Work request 1: In the passage on cloud computing in manufacturing, what share of respondents to the MLC's latest survey confirmed they would keep accelerating their rate of M4.0 adoption?
Work request 2: Please write out everything in the passage on cloud computing in manufacturing from "- By Megan Buntain" down to "distributed work teams.".
*** Opening of Provided passage ***
- By Megan Buntain
- Connectivity & Cybersecurity
- Cloud computing is being rapidly adopted to support improved production agility and more distributed work teams.
- Previous barriers to cloud computing are being overcome with hybrid and pure cloud approaches.
- Microsoft and AWS are increasing the breadth of industry-specific services and learning quickly which are viable.
COVID-19 is accelerating IT cloud investments to deliver the innovations required to cope with the pandemic and other market disruptions.
Process manufacturing encompasses critical industries supplying the world’s consumers and businesses with energy, food, water, and other crucial and life-supporting goods. With the spread of COVID-19, industry faced a tidal wave of challenges to manage production in this volatile environment.
New levels of agility were needed to meet extreme fluctuations in global demand for products and services, and the pandemic also exposed risks in vulnerable supply chains. As a result, many manufacturers accelerated investments in information technology (IT), specifically in cloud computing, advanced analytics, and digital factory initiatives. The theory was that without access to real-time insights for improved decision making, manufacturers would be left flat footed when trying to respond to rapidly changing market conditions.
Some of these investments in agile models and digital factories were already starting to take shape before the pandemic. In May 2019, McKinsey reported that “many leaders in asset-heavy companies hear about agility through their internal digital teams . . . Companies often establish special units—digital factories, garages, accelerators, incubators, studios, labs—to execute at speed . . . then scale up.”
Later in 2019, IDC forecast that half of manufacturing companies worldwide would invest in supply chain resiliency and artificial intelligence (AI) before the end of 2021 to achieve productivity improvements of up to 15 percent. To cope with the COVID-19 pandemic, factories began accelerating the pace of these investments to:
- achieve improved production scheduling.
- empower employees to collaborate productively while working from home.
- gain predictive insights from advanced analytics to ensure process improvements could be implemented proactively.
The results of a February 2021 survey titled “Fast Forward to Future Factories” by the U.S.-based Manufacturing Leadership Council (MLC) backs this up. “When the MLC first surveyed its membership to understand more about the pandemic’s potential impact on [Manufacturing 4.0] adoption during the height of the first COVID wave in April and May of last year, just over 50 percent of respondents indicated that it had prompted them to accelerate their adoption of M4.0 technologies across their organizations and factory floors . . . The MLC’s latest research, however, clearly indicates that this acceleration surge was far from a temporary fix. Over 40 percent of respondents in our latest survey now confirm that they will continue to accelerate their rate of M4.0 adoption for the foreseeable future. For two in five manufacturers, this marks an inflection point in M4.0 adoption that is set to drive digital transformation faster than ever before.” These predictions and surveys illuminate a problem faced by many manufacturers: getting more value from existing data.
*** Close of Provided passage ***
*** Opening of Data records ***
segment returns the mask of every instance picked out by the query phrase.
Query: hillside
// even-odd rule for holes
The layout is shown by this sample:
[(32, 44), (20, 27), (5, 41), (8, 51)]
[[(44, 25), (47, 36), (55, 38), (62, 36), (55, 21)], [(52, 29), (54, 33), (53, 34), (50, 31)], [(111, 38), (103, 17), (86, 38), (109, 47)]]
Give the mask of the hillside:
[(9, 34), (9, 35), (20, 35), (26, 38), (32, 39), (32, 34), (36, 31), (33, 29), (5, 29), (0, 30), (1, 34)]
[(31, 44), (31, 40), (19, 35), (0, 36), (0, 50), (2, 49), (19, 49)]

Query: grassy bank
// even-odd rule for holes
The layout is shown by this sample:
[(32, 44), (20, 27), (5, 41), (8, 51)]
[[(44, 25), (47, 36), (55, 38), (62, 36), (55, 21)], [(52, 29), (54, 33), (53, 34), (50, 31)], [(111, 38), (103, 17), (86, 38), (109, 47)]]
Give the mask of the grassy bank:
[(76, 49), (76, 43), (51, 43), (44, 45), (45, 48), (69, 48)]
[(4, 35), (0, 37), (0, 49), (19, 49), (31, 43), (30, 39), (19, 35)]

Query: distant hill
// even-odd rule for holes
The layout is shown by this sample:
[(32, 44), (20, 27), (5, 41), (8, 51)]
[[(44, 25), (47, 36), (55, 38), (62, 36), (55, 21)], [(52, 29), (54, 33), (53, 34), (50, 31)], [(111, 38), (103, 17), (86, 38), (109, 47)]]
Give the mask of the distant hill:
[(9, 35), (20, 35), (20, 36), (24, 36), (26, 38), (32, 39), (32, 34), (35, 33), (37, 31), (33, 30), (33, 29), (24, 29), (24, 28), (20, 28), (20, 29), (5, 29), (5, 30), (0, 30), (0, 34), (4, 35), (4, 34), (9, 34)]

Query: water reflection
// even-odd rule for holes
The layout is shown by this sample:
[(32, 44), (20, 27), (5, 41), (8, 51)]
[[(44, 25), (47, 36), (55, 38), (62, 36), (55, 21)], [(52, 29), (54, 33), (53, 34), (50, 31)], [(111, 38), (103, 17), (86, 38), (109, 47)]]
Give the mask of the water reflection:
*** Close of Data records ***
Exercise result 1: Over 40 percent

Exercise result 2:
- By Megan Buntain
- Connectivity & Cybersecurity
- Cloud computing is being rapidly adopted to support improved production agility and more distributed work teams.